Quote the entries below word for word, without the pictures.

**Input for this task**
— Start —

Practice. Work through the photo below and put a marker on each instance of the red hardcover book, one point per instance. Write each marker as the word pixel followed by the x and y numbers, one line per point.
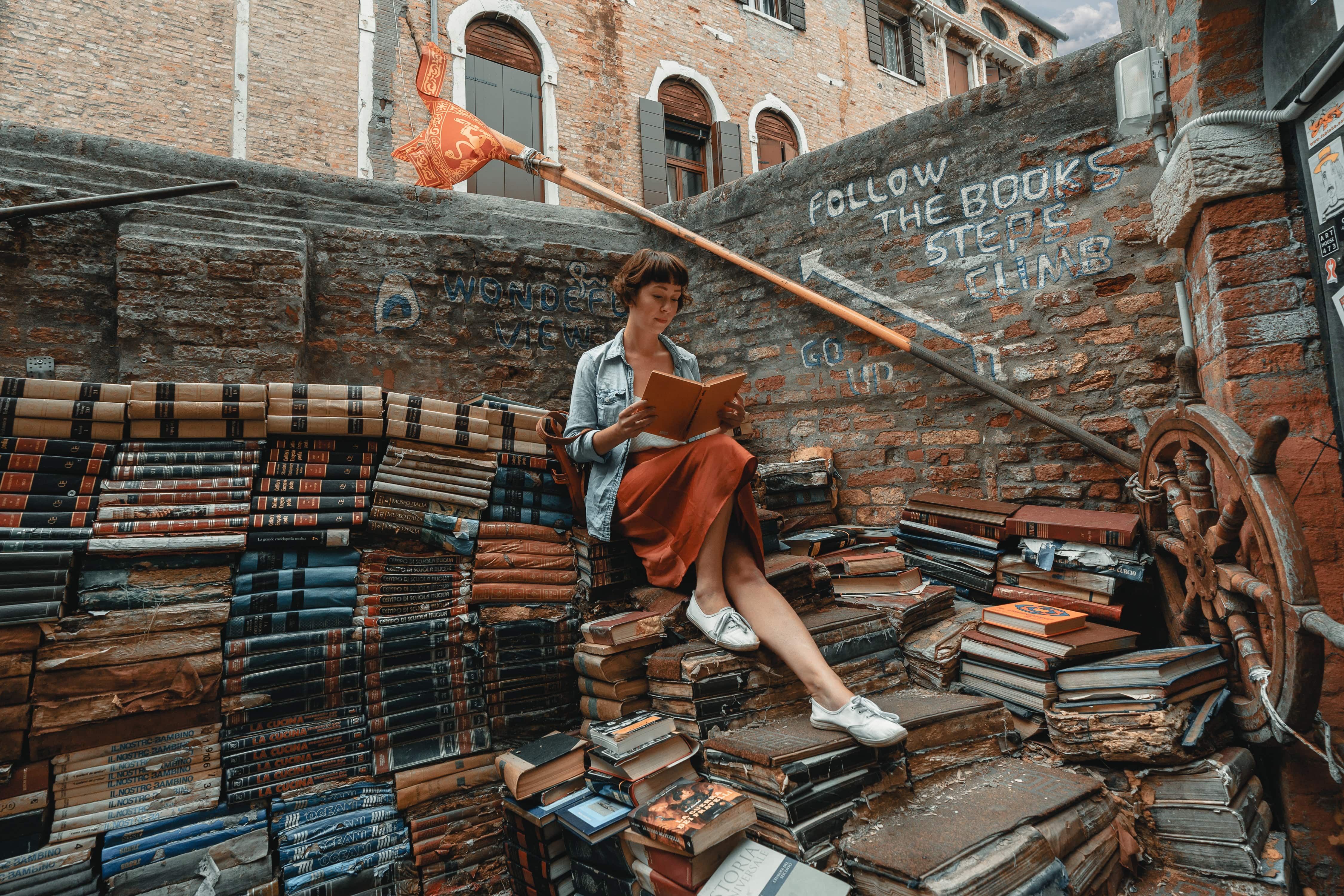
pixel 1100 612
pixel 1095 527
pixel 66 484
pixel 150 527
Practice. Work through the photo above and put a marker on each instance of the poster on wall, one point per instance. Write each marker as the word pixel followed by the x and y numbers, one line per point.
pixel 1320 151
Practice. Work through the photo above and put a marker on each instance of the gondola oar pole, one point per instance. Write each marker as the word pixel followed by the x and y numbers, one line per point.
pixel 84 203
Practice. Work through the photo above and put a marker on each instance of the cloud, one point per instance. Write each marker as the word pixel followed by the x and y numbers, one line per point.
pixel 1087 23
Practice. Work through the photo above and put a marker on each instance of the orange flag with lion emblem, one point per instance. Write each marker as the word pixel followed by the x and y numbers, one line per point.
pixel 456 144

— End —

**The output**
Practice. Work through the photo below and put a marker on each instance of the red hardcover book, one point per instance. Write each marker as the word pixel followed by the x and y numbers, one line per point.
pixel 1100 612
pixel 1095 527
pixel 66 484
pixel 150 527
Practice. Work through the photo above and put a marker on each instance of the poster on wall, one point per instance. Write each marker as the word pixel followed by the x and y numbers, one line per point.
pixel 1320 151
Practice. Work through the photo above and put a marker on each instance of the gondola oar pole, one point per instance. Write each marker as the word pixel followed by the x and y numbers, one line per point.
pixel 84 203
Practice. Work through the photo above and put a marker on each instance of the cloud, one point per instance. Write each marker as the word pixel followed by the x and y numbers, one line per point.
pixel 1087 23
Practice. Work through the photo above and put a marker on each instance of the orange flag with lion emblem, one point per instance. Write each marker as the word pixel followed by the x and y numbers, one line per point.
pixel 456 144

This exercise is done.